(EINGABEDATEN):
+--

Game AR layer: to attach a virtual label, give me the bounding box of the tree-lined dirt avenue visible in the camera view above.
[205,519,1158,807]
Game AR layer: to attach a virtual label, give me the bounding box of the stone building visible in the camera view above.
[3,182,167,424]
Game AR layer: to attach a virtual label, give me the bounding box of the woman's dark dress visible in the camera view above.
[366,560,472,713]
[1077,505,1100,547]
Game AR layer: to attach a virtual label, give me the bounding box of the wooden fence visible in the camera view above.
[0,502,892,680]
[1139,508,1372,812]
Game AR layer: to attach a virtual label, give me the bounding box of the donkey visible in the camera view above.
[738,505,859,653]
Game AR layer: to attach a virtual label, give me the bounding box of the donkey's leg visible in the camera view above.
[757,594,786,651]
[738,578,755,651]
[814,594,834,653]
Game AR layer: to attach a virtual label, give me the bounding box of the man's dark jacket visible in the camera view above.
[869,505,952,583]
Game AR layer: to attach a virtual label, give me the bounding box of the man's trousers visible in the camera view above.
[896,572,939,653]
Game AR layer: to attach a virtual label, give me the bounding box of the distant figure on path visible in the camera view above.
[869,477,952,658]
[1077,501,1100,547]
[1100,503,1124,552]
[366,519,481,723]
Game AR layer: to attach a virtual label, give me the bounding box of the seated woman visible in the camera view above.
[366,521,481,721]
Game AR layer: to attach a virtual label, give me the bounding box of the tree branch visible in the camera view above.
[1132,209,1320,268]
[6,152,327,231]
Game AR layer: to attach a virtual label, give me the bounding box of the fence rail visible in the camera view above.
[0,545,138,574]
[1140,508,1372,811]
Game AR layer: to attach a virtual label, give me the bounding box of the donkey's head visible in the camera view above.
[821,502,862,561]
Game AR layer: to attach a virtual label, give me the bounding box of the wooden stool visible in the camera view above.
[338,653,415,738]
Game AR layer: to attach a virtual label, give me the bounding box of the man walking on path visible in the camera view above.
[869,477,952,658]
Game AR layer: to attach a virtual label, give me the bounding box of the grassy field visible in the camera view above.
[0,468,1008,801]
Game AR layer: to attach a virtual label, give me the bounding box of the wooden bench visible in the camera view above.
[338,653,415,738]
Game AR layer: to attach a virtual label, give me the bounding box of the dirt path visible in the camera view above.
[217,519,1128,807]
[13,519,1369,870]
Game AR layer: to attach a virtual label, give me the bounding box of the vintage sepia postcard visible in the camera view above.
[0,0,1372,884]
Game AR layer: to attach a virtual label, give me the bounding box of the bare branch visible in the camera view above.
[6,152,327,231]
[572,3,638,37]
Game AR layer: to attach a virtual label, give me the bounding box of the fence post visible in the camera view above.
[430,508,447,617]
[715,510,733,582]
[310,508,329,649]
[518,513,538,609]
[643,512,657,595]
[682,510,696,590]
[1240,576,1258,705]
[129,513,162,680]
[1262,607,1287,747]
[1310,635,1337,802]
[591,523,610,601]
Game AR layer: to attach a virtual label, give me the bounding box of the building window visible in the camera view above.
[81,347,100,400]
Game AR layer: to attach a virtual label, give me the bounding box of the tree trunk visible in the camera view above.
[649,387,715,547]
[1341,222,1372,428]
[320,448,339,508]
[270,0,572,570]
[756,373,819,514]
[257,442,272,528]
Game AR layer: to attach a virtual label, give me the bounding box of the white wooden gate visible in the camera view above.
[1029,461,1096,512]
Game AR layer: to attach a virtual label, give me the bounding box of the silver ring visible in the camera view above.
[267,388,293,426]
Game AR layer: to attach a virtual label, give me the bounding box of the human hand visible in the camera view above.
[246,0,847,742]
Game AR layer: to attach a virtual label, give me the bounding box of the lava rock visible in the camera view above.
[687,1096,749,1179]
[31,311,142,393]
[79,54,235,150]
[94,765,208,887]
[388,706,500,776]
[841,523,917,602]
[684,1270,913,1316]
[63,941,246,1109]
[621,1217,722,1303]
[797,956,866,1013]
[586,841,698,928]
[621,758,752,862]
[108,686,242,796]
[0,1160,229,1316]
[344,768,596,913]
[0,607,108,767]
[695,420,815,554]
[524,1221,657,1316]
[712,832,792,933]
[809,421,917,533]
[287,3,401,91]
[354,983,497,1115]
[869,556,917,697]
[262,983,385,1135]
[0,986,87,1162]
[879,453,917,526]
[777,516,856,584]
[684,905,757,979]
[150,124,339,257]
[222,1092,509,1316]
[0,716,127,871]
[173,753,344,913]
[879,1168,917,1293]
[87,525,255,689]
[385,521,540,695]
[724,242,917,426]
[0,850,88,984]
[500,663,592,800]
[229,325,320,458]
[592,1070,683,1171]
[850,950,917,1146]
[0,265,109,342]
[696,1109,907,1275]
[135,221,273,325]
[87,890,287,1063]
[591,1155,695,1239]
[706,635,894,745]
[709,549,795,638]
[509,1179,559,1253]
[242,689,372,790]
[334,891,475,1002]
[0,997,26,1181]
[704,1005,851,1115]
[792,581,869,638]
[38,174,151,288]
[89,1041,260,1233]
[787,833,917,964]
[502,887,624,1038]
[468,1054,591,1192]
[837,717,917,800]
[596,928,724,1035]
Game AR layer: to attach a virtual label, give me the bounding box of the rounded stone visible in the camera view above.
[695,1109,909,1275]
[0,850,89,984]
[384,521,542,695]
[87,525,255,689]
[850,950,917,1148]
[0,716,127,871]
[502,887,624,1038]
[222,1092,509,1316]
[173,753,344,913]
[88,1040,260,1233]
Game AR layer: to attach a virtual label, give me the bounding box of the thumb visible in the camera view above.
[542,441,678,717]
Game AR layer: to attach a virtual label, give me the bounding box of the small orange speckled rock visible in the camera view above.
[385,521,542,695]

+--

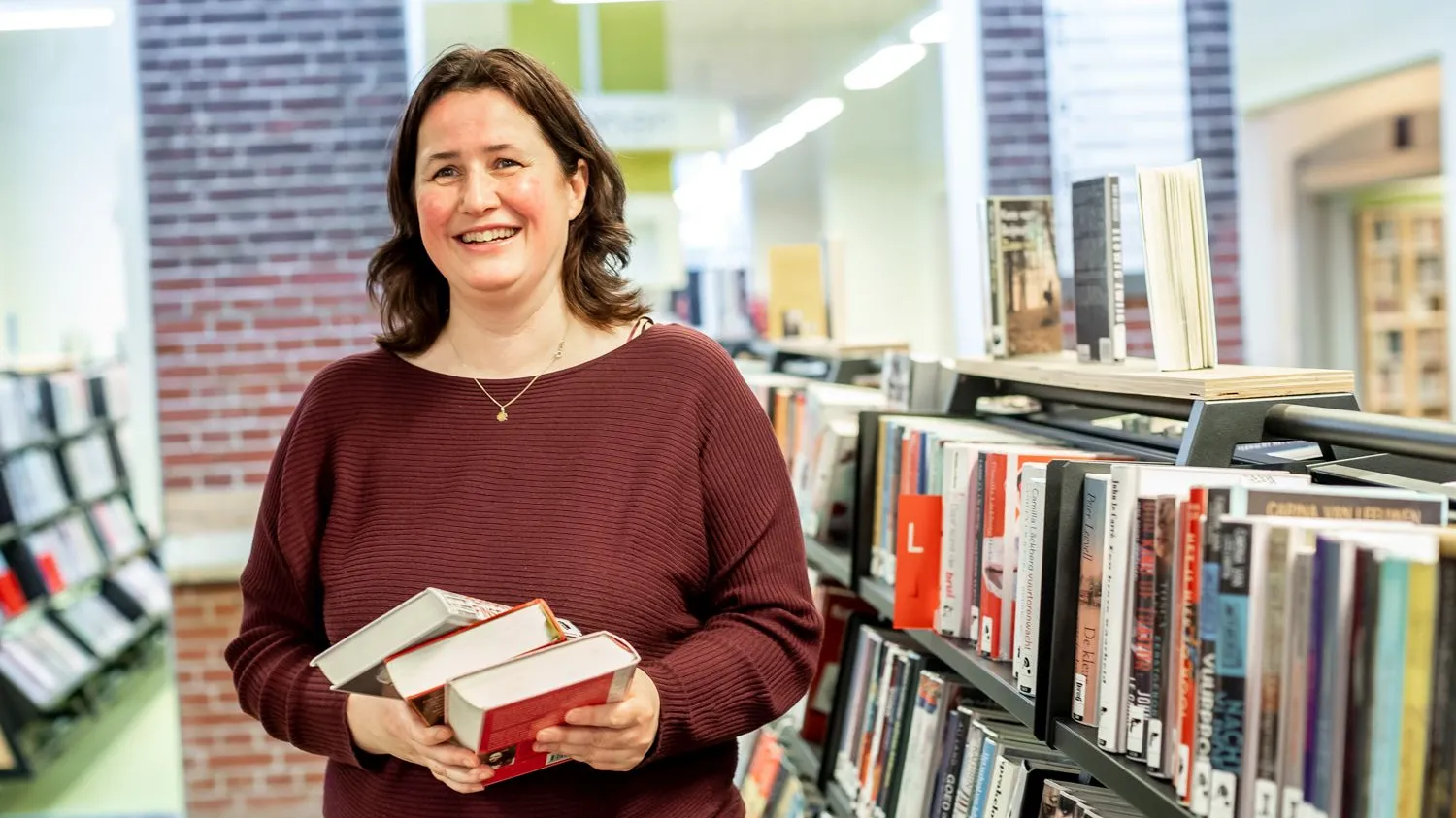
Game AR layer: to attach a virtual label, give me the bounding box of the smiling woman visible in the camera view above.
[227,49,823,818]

+--

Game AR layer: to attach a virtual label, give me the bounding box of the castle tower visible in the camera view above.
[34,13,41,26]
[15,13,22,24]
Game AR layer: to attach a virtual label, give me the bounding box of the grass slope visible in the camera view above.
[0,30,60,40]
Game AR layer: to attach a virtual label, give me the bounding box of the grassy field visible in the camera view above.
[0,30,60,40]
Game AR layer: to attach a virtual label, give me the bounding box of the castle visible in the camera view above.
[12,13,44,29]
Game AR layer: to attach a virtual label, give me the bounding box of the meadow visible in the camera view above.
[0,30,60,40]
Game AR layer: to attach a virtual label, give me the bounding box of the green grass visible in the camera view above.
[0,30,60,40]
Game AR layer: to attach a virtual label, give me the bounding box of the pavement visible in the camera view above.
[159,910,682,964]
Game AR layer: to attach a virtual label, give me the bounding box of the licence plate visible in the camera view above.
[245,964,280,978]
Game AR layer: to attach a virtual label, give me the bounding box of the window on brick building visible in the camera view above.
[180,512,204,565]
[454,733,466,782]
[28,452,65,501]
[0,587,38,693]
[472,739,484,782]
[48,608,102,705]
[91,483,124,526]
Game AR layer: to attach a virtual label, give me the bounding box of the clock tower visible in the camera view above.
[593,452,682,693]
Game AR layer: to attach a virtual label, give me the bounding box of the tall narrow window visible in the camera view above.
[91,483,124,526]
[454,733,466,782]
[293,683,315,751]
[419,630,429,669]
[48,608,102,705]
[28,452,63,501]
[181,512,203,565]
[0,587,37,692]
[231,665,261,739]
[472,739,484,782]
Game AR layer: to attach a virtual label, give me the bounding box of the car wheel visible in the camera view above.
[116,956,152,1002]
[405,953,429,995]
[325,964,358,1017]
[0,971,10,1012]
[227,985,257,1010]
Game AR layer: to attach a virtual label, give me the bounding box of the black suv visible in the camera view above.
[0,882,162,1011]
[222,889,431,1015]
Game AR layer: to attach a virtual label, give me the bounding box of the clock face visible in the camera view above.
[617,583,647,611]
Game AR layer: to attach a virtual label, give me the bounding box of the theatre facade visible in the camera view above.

+--

(ANFORDERUNG):
Ändere in den Einträgen „pavement“ zu „sidewalk“ und gib sie sonst unverändert wieder. Beginne bei der Zeile mit „meadow visible in the camera view above.“ und höre nach der Zeile mit „[593,452,682,693]“ auf.

(ERGEBNIS DER ÜBUNG):
Game AR layer: to attach a virtual label, give me the bounding box of the meadow visible in the camera view above.
[0,30,60,40]
Game AR layer: to attach a virtual label, give me the bounding box of the green grass visible in the camera view above.
[0,30,60,40]
Game AR layer: to attach a virtual label, give me the bounding box of the sidewalk visible in the camera view above.
[159,910,682,964]
Game AR layer: to attach a virtual label, give me the bounding box of the licence plate visible in the camera view above.
[245,964,280,978]
Game AR layer: to attach a virtual label, give me the bounding box of the window on brick building visible in the camera view above.
[180,512,204,565]
[454,733,466,782]
[28,452,65,501]
[0,587,38,693]
[472,739,484,782]
[48,608,102,705]
[91,483,124,526]
Game AR layer: to attach a virtual label, give me the bounding box of the clock tower visible in the camera view above.
[593,452,682,693]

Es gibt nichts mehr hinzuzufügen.